Work instructions => Return, unchanged, every line of the entries from the line containing "the green moss" through the last line of the entries, including both of those lines.

Dataset records =>
==*==

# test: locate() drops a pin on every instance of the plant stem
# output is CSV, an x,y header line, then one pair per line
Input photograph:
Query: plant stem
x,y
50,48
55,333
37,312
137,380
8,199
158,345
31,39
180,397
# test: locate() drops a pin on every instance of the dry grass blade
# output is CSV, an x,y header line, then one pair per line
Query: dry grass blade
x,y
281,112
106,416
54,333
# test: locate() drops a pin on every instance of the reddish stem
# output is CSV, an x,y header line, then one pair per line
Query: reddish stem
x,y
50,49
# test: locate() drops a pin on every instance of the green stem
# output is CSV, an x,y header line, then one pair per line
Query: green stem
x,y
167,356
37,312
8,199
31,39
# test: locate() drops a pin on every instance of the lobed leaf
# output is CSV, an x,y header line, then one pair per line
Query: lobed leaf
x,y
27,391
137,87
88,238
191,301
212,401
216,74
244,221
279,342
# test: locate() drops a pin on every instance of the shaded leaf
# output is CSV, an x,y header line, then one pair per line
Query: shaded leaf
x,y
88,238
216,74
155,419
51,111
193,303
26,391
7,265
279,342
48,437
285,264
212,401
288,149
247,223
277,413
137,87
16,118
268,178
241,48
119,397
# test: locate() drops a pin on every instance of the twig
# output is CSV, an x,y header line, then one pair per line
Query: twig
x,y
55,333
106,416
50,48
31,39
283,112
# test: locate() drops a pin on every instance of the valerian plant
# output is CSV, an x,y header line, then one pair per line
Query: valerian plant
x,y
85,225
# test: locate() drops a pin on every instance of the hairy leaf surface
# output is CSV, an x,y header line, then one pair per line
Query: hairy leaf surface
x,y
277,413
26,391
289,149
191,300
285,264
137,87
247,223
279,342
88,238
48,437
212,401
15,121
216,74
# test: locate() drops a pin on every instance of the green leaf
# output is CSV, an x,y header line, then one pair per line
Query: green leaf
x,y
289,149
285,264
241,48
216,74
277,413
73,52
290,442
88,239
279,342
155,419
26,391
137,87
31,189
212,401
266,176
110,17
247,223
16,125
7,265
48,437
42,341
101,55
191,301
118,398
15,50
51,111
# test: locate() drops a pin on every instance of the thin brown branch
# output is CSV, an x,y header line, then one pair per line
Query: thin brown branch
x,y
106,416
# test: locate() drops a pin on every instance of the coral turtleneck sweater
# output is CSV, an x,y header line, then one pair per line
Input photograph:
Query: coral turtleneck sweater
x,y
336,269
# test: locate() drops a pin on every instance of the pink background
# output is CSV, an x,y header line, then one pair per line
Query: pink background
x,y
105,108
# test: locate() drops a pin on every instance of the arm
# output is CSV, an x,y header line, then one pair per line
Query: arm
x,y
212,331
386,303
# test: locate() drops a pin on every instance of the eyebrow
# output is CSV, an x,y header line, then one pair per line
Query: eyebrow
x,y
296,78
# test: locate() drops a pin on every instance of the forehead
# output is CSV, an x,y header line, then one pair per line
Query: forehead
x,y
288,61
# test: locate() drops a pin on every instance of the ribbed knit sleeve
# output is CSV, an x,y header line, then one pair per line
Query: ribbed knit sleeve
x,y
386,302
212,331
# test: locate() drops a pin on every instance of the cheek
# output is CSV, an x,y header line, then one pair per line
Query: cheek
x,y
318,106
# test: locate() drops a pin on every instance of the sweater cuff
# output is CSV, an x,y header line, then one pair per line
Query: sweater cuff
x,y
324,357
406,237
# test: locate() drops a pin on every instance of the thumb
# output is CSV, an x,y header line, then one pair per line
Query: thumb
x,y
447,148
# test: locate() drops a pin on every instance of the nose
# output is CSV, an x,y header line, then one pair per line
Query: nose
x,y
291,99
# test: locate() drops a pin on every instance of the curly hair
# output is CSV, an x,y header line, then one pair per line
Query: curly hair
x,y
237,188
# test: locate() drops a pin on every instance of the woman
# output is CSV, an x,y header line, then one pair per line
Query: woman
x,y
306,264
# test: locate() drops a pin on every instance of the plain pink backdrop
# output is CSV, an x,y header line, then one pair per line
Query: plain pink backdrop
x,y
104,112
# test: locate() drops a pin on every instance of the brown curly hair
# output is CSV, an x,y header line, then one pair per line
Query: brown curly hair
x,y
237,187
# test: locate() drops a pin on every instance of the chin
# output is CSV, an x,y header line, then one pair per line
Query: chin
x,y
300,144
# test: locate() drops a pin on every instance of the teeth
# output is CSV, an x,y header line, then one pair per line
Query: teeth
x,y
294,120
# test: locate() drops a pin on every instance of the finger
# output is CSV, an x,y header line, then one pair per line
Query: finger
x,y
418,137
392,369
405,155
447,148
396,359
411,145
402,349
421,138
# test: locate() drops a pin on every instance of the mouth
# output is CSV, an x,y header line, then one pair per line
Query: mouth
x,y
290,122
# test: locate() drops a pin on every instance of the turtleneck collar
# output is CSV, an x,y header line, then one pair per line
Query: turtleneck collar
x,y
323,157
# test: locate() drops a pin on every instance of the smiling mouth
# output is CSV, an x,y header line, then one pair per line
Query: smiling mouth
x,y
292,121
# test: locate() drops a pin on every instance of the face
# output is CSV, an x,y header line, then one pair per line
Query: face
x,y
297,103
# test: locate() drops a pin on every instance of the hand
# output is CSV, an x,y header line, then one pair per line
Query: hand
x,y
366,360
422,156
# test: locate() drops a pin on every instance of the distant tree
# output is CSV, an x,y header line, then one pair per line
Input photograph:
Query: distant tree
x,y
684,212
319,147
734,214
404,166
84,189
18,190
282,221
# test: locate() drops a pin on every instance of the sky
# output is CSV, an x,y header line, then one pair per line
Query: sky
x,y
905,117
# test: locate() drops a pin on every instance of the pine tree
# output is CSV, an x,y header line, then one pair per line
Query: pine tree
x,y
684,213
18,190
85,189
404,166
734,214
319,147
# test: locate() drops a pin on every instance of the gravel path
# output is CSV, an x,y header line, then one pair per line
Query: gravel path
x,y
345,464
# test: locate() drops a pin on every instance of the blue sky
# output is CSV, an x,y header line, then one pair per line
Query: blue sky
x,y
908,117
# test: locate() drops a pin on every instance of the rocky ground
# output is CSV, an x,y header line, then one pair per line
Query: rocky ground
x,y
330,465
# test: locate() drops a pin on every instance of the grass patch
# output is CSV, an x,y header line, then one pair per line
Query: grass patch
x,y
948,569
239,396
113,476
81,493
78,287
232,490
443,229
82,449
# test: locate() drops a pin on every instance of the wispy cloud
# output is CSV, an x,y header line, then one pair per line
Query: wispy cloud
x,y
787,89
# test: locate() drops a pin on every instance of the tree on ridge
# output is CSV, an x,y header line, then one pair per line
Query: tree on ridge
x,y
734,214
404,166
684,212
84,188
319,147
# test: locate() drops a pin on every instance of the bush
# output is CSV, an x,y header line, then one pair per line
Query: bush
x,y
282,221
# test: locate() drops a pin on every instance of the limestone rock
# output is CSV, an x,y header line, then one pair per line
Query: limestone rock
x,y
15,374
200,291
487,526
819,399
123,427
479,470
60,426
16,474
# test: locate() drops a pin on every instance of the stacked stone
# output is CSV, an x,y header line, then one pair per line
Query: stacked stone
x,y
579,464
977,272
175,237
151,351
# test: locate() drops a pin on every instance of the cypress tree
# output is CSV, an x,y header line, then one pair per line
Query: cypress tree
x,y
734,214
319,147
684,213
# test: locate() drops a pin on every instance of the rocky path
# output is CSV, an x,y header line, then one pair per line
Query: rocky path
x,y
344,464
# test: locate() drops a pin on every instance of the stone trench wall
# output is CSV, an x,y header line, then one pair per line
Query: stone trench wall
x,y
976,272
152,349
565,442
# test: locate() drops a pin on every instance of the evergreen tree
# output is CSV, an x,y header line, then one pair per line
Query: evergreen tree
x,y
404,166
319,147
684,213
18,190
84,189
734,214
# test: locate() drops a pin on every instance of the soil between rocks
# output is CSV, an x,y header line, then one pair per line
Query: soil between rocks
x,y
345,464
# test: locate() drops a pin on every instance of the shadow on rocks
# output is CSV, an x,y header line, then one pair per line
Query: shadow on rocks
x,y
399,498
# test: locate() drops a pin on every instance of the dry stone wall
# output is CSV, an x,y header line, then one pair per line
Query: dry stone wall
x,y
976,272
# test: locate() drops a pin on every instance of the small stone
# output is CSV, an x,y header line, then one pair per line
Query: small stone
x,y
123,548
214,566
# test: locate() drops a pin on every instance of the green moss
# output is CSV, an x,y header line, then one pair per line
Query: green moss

==*==

The output =>
# test: locate() drops a pin on every instance of the green moss
# output is CSV, an x,y header line, then one pair per line
Query: green moss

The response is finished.